WHAT YOU WILL DO:
The answer should be each line of the records that contains the word "mountain"; please copy them all.
Segment Start: DATA TO EXAMINE
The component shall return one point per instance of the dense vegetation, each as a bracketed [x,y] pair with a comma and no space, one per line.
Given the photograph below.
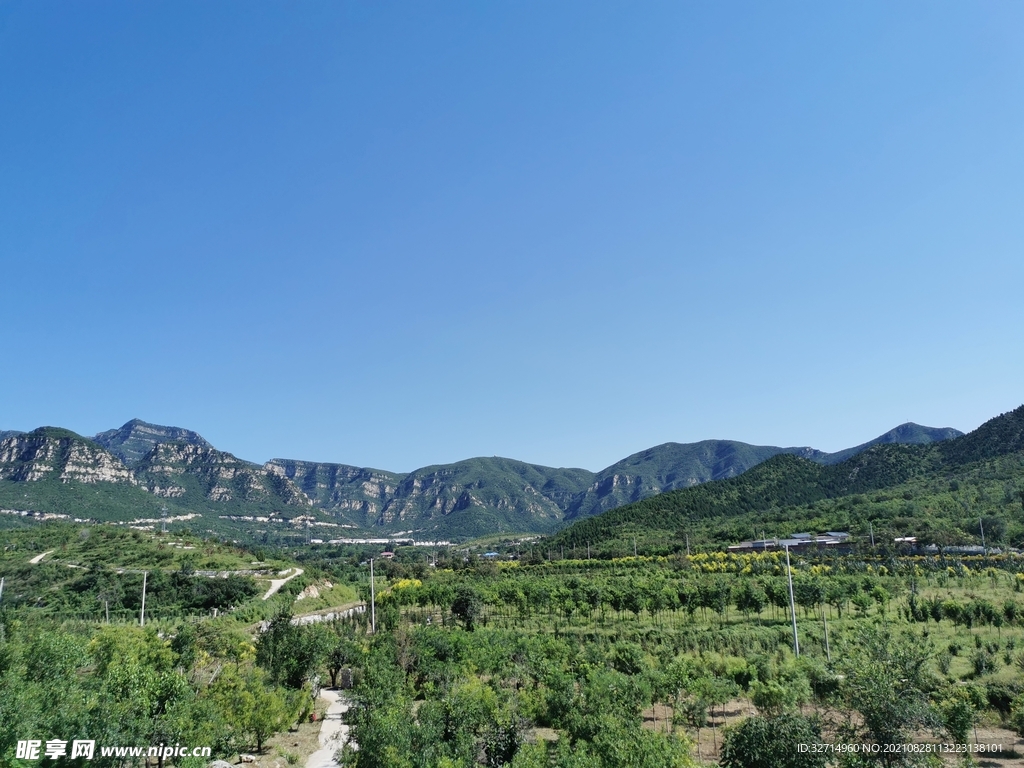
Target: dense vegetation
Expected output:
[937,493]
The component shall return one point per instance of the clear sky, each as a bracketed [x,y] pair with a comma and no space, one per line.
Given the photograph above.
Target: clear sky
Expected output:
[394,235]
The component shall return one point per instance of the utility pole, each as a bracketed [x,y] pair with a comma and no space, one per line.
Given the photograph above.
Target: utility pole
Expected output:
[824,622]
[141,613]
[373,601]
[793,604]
Segment End: DATA TO EXAMINE
Segment Start: DATA TO EXAMINE
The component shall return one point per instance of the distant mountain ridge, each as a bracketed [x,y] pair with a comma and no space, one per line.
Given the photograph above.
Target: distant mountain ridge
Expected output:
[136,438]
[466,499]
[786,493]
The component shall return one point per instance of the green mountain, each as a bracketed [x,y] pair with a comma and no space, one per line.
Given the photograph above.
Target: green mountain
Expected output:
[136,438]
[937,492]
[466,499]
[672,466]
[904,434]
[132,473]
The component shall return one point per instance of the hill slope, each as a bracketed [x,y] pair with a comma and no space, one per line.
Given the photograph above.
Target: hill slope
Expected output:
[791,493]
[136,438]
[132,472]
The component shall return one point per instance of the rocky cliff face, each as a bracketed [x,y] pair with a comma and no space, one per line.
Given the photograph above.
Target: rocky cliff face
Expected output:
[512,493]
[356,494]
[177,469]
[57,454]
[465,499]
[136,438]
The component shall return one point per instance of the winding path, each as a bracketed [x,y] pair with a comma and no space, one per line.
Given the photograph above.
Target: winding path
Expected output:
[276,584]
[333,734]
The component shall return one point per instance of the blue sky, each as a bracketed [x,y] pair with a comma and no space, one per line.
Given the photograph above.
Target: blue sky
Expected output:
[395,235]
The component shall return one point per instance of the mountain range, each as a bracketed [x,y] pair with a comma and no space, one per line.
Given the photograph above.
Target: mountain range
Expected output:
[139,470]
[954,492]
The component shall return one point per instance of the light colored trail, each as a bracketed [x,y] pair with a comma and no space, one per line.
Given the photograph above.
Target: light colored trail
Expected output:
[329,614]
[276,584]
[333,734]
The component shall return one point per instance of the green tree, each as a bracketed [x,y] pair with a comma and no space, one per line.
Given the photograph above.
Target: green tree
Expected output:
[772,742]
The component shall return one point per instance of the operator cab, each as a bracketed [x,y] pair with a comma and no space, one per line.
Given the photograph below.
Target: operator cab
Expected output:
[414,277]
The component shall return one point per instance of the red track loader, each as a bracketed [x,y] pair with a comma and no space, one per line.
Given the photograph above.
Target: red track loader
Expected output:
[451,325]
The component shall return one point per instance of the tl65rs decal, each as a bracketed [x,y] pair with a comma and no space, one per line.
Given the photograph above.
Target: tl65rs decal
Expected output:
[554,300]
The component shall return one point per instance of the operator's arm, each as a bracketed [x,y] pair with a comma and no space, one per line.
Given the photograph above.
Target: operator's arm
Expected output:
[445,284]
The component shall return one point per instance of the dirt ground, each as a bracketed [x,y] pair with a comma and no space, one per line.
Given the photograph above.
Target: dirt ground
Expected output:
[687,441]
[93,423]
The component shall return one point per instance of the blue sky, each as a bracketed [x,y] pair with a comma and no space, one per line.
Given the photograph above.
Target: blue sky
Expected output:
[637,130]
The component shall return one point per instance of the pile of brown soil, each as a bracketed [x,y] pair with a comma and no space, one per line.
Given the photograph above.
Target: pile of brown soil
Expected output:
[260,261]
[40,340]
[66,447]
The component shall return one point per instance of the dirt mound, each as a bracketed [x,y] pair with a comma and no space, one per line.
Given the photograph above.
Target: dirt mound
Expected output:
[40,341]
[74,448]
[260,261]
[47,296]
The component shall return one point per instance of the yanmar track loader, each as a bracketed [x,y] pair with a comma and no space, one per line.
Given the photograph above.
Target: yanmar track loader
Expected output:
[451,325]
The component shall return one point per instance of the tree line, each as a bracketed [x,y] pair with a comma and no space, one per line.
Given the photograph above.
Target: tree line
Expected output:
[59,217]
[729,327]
Segment End: DATA TO EXAMINE
Segment Start: DATA TO EXAMINE
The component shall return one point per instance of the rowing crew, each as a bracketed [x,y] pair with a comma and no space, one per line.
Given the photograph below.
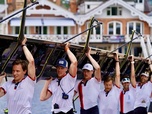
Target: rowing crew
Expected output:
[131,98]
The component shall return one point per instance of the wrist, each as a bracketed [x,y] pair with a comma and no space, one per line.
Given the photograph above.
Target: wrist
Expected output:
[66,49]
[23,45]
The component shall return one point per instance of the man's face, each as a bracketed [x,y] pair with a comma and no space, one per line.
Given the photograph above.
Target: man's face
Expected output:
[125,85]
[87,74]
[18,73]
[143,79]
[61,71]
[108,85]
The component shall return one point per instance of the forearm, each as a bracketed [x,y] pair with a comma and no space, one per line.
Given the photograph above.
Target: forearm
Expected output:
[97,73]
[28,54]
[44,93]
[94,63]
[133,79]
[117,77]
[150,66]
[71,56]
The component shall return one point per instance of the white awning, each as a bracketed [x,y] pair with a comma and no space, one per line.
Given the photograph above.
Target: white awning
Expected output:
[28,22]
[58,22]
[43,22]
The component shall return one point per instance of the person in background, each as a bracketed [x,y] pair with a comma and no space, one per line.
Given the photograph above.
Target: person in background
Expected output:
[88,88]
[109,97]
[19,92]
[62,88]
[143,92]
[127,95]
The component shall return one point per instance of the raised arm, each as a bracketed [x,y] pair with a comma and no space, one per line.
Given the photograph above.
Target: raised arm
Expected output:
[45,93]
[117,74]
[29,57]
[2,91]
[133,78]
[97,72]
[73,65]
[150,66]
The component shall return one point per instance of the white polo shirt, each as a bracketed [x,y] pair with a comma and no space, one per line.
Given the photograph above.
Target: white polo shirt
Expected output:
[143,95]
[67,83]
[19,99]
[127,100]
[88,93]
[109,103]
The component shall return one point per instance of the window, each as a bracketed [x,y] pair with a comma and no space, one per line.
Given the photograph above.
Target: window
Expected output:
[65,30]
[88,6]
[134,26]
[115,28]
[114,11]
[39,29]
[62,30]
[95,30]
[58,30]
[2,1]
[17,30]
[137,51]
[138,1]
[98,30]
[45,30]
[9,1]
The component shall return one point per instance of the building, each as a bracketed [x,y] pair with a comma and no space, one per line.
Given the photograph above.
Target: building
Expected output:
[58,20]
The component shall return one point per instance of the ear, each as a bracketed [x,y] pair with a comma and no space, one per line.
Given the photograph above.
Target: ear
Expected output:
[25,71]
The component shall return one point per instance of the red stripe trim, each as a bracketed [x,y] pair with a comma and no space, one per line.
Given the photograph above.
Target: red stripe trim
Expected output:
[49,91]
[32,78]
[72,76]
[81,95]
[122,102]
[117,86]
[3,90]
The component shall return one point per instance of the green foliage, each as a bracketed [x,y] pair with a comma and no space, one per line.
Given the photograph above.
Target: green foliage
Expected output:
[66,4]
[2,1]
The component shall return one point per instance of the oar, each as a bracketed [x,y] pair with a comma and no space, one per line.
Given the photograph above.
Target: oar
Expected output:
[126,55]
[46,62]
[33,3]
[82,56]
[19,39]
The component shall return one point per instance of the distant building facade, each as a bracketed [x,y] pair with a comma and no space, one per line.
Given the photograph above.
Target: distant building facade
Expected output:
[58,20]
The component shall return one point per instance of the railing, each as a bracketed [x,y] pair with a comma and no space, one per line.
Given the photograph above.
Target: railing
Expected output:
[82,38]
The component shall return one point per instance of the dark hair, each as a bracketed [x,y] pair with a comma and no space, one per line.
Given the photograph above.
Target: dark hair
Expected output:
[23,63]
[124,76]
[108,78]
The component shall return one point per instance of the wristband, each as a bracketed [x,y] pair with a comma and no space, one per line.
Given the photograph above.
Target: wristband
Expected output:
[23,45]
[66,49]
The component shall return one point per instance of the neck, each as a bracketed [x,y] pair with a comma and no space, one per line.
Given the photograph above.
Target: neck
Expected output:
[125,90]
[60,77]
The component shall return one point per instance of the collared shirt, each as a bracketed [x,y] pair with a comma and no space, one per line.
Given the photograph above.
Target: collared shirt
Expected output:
Segment End: DATA TO EXAMINE
ANSWER SPACE:
The component shall return one point per instance of the distant mountain ridge, each as a bracketed [x,y] pair with a comma and no space, one per line.
Target: distant mountain ridge
The component shall return one point per instance of the green mountain, each as a bracketed [x,y] pair with a comma and no space, one per line.
Target: green mountain
The component shall return one point per instance of the mountain range, each as a bracketed [x,y] pair with a comma and no space, one per line.
Target: mountain range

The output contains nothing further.